- _To do_
Put every line of the entries below into a JSON list of strings, one string per line, and omit the blank lines.

** Start Records for this task **

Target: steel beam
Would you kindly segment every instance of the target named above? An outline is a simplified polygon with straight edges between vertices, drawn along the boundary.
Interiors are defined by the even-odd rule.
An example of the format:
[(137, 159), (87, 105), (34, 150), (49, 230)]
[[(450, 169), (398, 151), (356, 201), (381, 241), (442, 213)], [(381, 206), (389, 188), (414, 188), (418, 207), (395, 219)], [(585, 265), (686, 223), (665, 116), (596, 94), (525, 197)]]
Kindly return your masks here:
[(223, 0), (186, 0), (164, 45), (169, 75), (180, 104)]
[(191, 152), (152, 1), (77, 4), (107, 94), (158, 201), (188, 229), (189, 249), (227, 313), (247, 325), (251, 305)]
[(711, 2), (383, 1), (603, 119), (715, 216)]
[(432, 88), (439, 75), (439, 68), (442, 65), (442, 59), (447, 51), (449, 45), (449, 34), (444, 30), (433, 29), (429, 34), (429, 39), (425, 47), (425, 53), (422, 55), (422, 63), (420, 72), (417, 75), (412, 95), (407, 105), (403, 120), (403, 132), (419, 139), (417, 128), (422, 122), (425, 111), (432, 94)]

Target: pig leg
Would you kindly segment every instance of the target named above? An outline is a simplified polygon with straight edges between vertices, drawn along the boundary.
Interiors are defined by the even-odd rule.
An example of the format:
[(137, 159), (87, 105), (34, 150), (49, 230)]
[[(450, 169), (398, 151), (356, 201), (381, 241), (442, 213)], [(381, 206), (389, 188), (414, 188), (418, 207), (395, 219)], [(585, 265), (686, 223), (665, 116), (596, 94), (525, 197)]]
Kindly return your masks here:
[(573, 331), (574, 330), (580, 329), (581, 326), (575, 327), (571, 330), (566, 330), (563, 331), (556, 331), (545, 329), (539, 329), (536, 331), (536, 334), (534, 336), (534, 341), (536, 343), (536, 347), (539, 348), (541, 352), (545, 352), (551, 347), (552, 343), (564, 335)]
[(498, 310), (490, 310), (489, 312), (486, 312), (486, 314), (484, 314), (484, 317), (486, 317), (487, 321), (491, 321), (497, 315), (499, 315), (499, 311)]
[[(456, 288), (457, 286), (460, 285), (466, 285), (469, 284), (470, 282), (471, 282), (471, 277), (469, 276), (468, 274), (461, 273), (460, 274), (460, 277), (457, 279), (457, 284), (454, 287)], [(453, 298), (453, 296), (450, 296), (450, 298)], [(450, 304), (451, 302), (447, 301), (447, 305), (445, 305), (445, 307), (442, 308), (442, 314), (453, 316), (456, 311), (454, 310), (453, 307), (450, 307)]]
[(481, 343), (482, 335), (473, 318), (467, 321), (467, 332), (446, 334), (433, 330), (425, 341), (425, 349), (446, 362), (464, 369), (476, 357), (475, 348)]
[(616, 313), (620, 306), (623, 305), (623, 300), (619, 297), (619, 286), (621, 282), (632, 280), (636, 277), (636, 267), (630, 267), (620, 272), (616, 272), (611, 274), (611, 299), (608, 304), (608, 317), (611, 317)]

** End Records for this task **

- _Reply to the task_
[
  "Target: steel beam",
  "Would you kindly segment every instance of the target named above? An outline is a simplified polygon with straight edges between vertices, drawn along the boundary.",
  "Interiors are defined by the even-odd rule.",
  "An example of the format:",
  "[(137, 159), (87, 105), (34, 150), (49, 230)]",
  "[[(450, 169), (398, 151), (356, 201), (381, 241), (442, 213)], [(381, 206), (389, 188), (414, 188), (418, 207), (395, 219)], [(585, 265), (686, 223), (665, 116), (596, 94), (525, 197)]]",
  "Kindly return your masks here:",
  "[(223, 0), (186, 0), (164, 45), (169, 75), (180, 104)]",
  "[(191, 152), (152, 1), (77, 4), (107, 94), (158, 201), (188, 229), (189, 249), (227, 313), (247, 325), (251, 305)]",
  "[(711, 2), (383, 1), (603, 119), (715, 216)]",
  "[(432, 88), (439, 75), (439, 68), (442, 65), (442, 59), (447, 51), (449, 45), (449, 34), (444, 30), (433, 29), (429, 34), (429, 39), (425, 47), (425, 53), (422, 55), (422, 63), (420, 72), (417, 75), (412, 95), (407, 105), (403, 120), (403, 132), (419, 139), (417, 128), (422, 122), (425, 111), (432, 94)]",
  "Target: pig leg",
  "Would you kindly segment every instance of the target named above? An outline is a simplified polygon with straight edges between vertices, drawn along the boundary.",
  "Interiors are defined by the even-odd rule.",
  "An example of the format:",
  "[(137, 159), (87, 105), (34, 150), (49, 230)]",
  "[[(450, 169), (398, 151), (356, 201), (381, 241), (442, 213)], [(381, 206), (389, 188), (414, 188), (418, 207), (395, 219)], [(585, 265), (686, 223), (665, 116), (596, 94), (525, 197)]]",
  "Kindly return your masks here:",
  "[(573, 331), (574, 330), (580, 329), (581, 326), (575, 327), (571, 330), (566, 330), (563, 331), (556, 331), (545, 329), (539, 329), (536, 331), (536, 334), (534, 336), (534, 341), (536, 343), (536, 347), (539, 348), (541, 352), (545, 352), (551, 347), (552, 343), (564, 335)]",
  "[(498, 310), (490, 310), (489, 312), (486, 312), (486, 314), (484, 314), (484, 317), (486, 317), (487, 321), (491, 321), (497, 315), (499, 315), (499, 311)]",
  "[[(456, 288), (457, 286), (460, 285), (466, 285), (469, 284), (470, 282), (471, 282), (471, 277), (469, 276), (468, 274), (461, 273), (460, 274), (460, 277), (457, 279), (457, 284), (454, 287)], [(453, 298), (453, 296), (450, 296), (450, 298)], [(450, 304), (451, 302), (447, 301), (447, 305), (445, 305), (445, 307), (442, 308), (442, 314), (453, 316), (456, 311), (454, 310), (453, 307), (450, 307)]]",
  "[(481, 343), (482, 335), (473, 318), (467, 321), (467, 332), (446, 334), (433, 330), (425, 341), (425, 349), (446, 362), (464, 369), (476, 357), (475, 348)]",
  "[(616, 313), (620, 306), (623, 305), (623, 300), (619, 297), (619, 286), (621, 282), (632, 280), (636, 277), (636, 267), (630, 267), (620, 272), (616, 272), (611, 274), (611, 299), (608, 304), (608, 317), (611, 317)]"
]